At UAlbany's Center for X-ray Optics, faculty are
studying new ways of using this technology to increase
the accuracy of mammography in breast cancer detection.
At
the Mutant Mouse Regional Resource Center (also NIH
funded), the most is being made of science's closest
working model to the human being — the mouse —
to explore genetic processes, particularly those that
cause disease, including a variety of cancers. In one
project, global gene expressions are being compared
in the mouse liver versus the kidney versus the brain
to see how much is tissue-specific. “Cancer of
different tissues may require different treatments,
and this research helps us better understand what will
work,” said McCormick.
In another mouse study, UAlbany biologist Richard Cunningham
observes mutations in the DNA repair pathway, how they
affect development of different diseases and how they
can be targeted to prevent disease.
Such efforts reflect the University's position as a
significant center for life sciences research —
one that has been attained in a very short time. CCFG,
located on the East Campus in Rensselaer, opened in
1996. A major new facility, the University's Life Sciences
Research Building, is now under construction.
Partnership with government has facilitated this growth
enormously, including $5 million in funding from New
York that allowed CCFG to establish state-of-the-art
core research facilities. But growth would not have
been possible without further significant collaborations
with private sector partners and other institutions
in the Capital Region. “The University at Albany
and this region have a tremendous research infrastructure,”

INFORMATION SHOWN:

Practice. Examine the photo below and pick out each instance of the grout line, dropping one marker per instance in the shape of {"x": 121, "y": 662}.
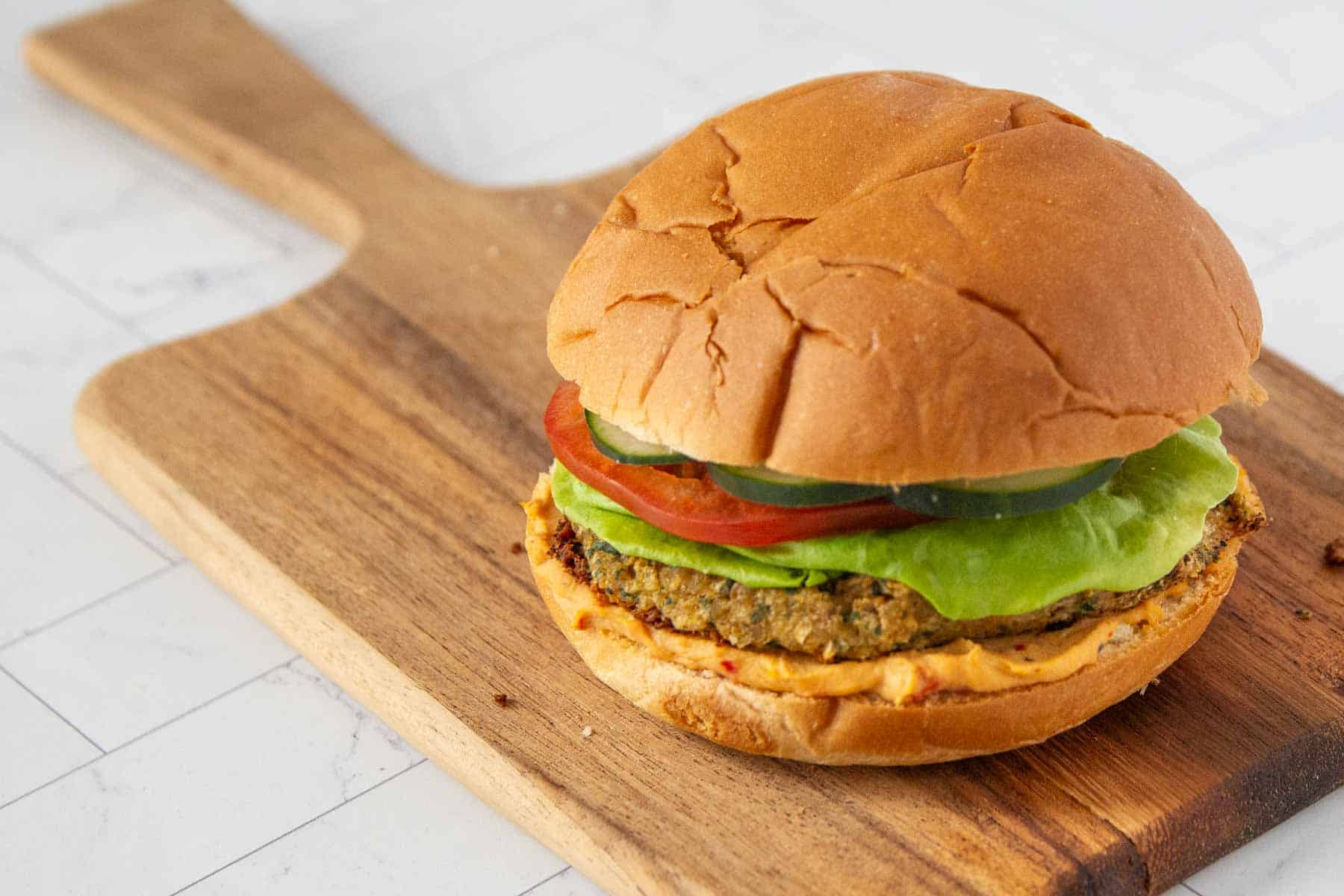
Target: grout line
{"x": 54, "y": 711}
{"x": 156, "y": 729}
{"x": 50, "y": 470}
{"x": 73, "y": 289}
{"x": 112, "y": 594}
{"x": 297, "y": 828}
{"x": 544, "y": 880}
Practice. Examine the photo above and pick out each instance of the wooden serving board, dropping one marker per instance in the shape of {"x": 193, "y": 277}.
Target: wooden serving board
{"x": 349, "y": 465}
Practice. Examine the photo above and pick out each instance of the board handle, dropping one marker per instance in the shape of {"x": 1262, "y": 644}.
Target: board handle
{"x": 201, "y": 80}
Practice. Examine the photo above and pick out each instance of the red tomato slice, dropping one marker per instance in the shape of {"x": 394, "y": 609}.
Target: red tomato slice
{"x": 694, "y": 507}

WORK INSTRUCTION 1:
Extract the stretch from "At UAlbany's Center" through "breast cancer detection." in the passage on UAlbany's life sciences research, copying it word for word.
WORK INSTRUCTION 2:
Please continue the passage on UAlbany's life sciences research from the point where it stops.
The listing has nothing to do with the passage on UAlbany's life sciences research.

YOUR RESPONSE 1:
At UAlbany's Center for X-ray Optics, faculty are
studying new ways of using this technology to increase
the accuracy of mammography in breast cancer detection.

YOUR RESPONSE 2:
said McCormick.
In addition to the resources that the University has
in place in CCFG and its other Schools and Centers,
efforts are supported and complemented by initiatives
at area institutions such as Rensselaer Polytechnic
Institute, the Veterans Administration hospital, and
New York's Wadsworth Center.
Private partnerships have also reaped large rewards.
The Mutant Mouse Resource Center, for instance, is a
joint undertaking of CCFG and Taconic Biotechnology,
Inc., which has grown from an incubator firm to an anchor
tenant on the East Campus. In 2002, CCFG teamed up with
Myomatrix Molecular Technologies, a biopharmaceutical
company, to acquire a Micromass Q-ToF2 mass spectrometer,
the only one of its kind in the Capital Region and critical
for the separation, identification and sequencing of
proteins.
In late 2002, State Senate Majority Leader Joseph L.
Bruno announced $22.5 million from the state to create
a $45 million Gen*NY*sis Center for Excellence in Cancer
Genomics on the East Campus, with the University and
private business providing the other half of the center's
cost. There, University research scientists will be
joined by researchers from area medical centers and
such East Campus anchor tenants as Taconic Biotechnology,
Smart Gene and Regeneron Pharmaceuticals Inc.
One expanding partnership that promises limitless
potential links the University with Albany Medical College.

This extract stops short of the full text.